Set of tasks >>
a – In the biography of Ole Kristian Ruud, which orchestra did he serve as principal conductor from 1987 to 1995?
b – Reproduce, word for word, the part of the biography of Ole Kristian Ruud that opens with the words containing "Ruud was born" and closes with "Music since 1999.".
c – Please write what comes next in the biography of Ole Kristian Ruud, starting after its last sentence.

= Ole Kristian Ruud =

Norwegian conductor (born 1958)

Ole Kristian Ruud (born 2 October 1958) is a Norwegian conductor.

Ruud was born in Lillestrøm. He studied clarinet with Richard Kjelstrup at the Norwegian Academy of Music. He studied conducting at the Sibelius Academy and made his debut in Oslo with the National theater. Ruud was principal conductor of the Trondheim Symphony Orchestra from 1987-1995 and of the Norrköping Symphony Orchestra from 1996-1999. In 1999, he became one of the Stavanger Symphony Orchestra's artistic directors, specializing in Norwegian repertoire. He has been professor of conducting at the Norwegian Academy of Music since 1999.

Entries >>
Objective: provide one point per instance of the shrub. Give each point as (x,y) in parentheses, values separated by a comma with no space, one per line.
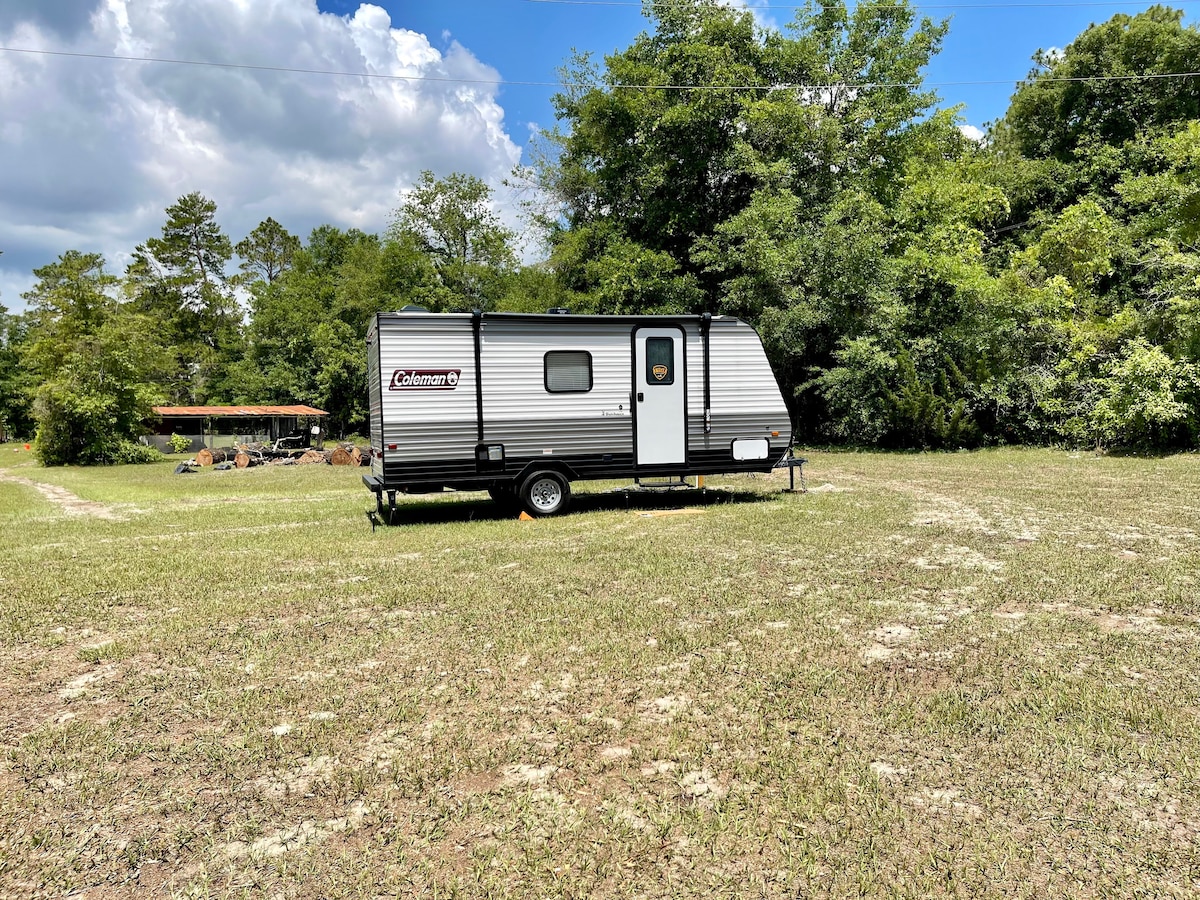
(126,453)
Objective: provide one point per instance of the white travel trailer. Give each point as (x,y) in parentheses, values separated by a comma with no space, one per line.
(522,405)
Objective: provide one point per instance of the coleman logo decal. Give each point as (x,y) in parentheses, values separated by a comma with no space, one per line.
(424,379)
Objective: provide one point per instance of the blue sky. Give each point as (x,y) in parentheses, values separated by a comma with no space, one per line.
(528,40)
(95,142)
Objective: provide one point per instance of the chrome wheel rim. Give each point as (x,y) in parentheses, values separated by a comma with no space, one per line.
(546,495)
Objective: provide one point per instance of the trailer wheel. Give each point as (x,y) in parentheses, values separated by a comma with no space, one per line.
(545,493)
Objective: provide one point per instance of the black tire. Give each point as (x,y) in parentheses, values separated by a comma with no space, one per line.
(545,493)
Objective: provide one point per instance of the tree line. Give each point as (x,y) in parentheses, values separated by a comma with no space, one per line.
(913,288)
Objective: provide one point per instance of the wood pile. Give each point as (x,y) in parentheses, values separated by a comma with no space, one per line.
(250,455)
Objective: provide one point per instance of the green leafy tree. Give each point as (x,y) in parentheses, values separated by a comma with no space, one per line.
(97,365)
(1107,87)
(17,383)
(265,252)
(1150,401)
(180,279)
(451,221)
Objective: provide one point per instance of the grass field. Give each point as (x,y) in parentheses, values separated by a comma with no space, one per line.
(971,675)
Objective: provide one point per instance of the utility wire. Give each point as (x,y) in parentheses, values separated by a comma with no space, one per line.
(497,82)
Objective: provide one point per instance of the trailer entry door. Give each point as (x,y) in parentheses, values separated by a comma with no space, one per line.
(660,387)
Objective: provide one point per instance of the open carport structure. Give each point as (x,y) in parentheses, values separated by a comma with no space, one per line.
(222,426)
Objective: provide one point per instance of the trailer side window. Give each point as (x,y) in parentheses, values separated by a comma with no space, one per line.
(660,360)
(568,371)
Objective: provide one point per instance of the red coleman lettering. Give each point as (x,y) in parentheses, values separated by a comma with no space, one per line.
(424,379)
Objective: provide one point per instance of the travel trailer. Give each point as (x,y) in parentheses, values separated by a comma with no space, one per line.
(523,405)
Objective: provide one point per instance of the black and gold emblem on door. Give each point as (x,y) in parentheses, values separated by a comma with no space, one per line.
(660,360)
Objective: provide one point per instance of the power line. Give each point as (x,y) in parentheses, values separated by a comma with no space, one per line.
(501,83)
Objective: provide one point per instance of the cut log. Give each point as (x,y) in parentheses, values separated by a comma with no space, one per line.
(312,457)
(217,454)
(244,460)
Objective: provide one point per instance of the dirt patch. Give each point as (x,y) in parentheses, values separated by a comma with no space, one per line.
(64,499)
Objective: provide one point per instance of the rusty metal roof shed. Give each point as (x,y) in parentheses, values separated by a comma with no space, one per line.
(234,412)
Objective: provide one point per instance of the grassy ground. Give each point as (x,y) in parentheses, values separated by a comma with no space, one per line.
(970,675)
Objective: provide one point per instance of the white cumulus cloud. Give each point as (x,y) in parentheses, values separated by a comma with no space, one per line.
(971,132)
(94,150)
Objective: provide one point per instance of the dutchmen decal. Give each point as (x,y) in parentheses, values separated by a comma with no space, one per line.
(424,379)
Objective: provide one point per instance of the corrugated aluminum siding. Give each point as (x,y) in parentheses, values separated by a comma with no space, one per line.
(373,400)
(427,425)
(520,413)
(745,396)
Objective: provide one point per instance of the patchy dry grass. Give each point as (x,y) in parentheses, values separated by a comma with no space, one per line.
(971,675)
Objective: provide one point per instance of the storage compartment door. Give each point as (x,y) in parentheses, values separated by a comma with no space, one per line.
(660,387)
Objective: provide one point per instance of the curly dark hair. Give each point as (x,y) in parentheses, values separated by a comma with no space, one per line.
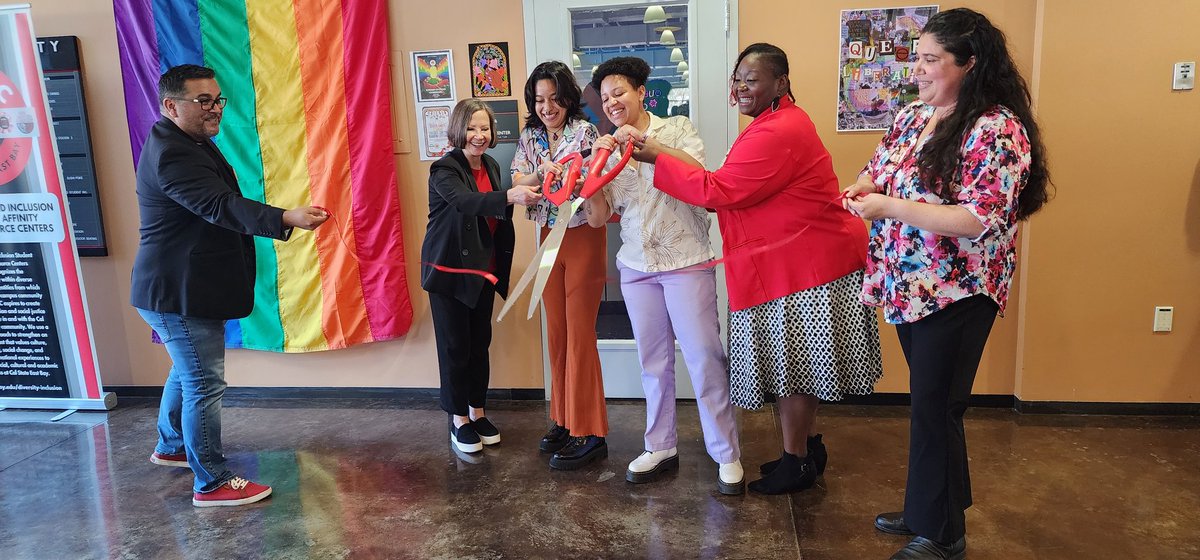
(993,80)
(568,92)
(173,83)
(773,56)
(633,68)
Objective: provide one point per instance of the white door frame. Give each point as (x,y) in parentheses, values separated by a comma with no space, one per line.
(547,37)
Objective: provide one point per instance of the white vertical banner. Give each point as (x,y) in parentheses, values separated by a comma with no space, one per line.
(47,351)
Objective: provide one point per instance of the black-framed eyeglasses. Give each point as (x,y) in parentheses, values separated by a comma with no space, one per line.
(207,102)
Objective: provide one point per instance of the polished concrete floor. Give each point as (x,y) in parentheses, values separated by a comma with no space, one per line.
(364,479)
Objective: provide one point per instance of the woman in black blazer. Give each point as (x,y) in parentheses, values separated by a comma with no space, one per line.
(471,227)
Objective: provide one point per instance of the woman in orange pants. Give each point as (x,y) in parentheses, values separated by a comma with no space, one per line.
(556,127)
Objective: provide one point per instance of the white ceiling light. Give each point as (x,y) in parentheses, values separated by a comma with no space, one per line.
(654,14)
(667,36)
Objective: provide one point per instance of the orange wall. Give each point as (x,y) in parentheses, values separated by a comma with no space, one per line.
(1122,236)
(126,355)
(808,31)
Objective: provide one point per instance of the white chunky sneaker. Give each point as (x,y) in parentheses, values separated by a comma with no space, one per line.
(651,464)
(731,479)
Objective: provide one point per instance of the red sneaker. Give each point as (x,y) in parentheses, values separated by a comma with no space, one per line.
(234,493)
(169,459)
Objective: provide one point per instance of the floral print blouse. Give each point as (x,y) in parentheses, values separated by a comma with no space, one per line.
(659,233)
(912,272)
(533,149)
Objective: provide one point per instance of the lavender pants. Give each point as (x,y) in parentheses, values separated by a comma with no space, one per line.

Responses to the exercise >>
a – The Trondheim Symphony Orchestra.

b –
Ruud was born in Lillestrøm. He studied clarinet with Richard Kjelstrup at the Norwegian Academy of Music. He studied conducting at the Sibelius Academy and made his debut in Oslo with the National theater. Ruud was principal conductor of the Trondheim Symphony Orchestra from 1987-1995 and of the Norrköping Symphony Orchestra from 1996-1999. In 1999, he became one of the Stavanger Symphony Orchestra's artistic directors, specializing in Norwegian repertoire. He has been professor of conducting at the Norwegian Academy of Music since 1999.

c –
In 1992, he was awarded the Grieg Prize, and in 1993 conducted Edvard Grieg's complete incidental music to Peer Gynt with the Philharmonia Orchestra in London's Royal Festival Hall. In 2005, he completed recording the complete orchestral works of Grieg with the Bergen Philharmonic Orchestra, for BIS records.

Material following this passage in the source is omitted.